### SUPPLIED INFORMATION ###
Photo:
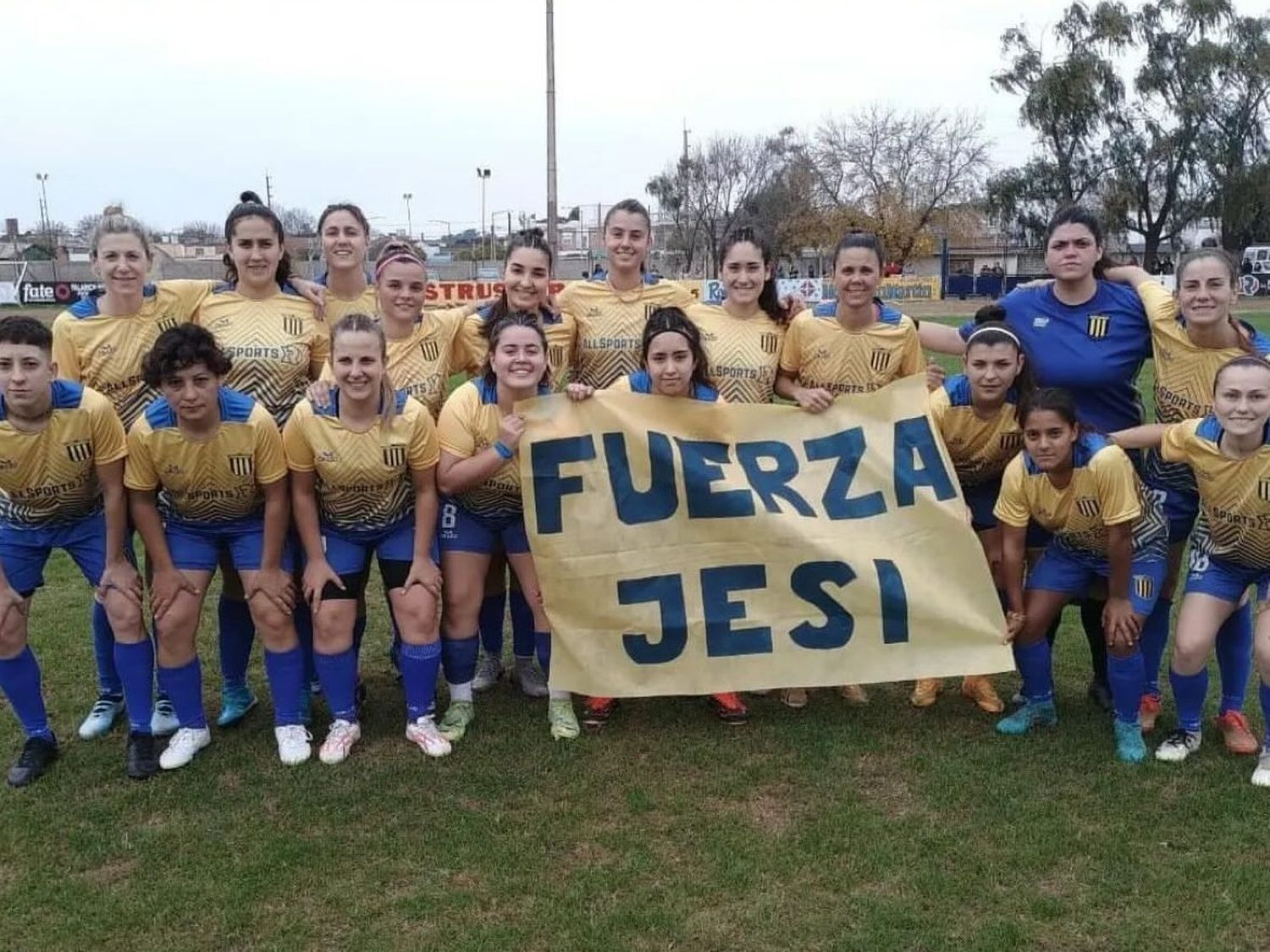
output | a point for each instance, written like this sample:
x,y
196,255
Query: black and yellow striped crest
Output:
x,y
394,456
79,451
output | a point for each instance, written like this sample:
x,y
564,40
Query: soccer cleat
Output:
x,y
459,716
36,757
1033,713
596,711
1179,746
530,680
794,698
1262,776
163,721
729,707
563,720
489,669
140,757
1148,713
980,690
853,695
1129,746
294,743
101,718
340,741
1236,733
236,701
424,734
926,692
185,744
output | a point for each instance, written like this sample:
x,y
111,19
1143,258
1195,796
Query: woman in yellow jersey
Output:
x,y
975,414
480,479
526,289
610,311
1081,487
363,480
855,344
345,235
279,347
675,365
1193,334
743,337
###
• **GIVEN INSTRUCTION**
Return every line of the records above that contains the word "yellow".

• **SOLUTION TO THIS TASK**
Query: black and yellow striped crest
Query: woman in yellow jersey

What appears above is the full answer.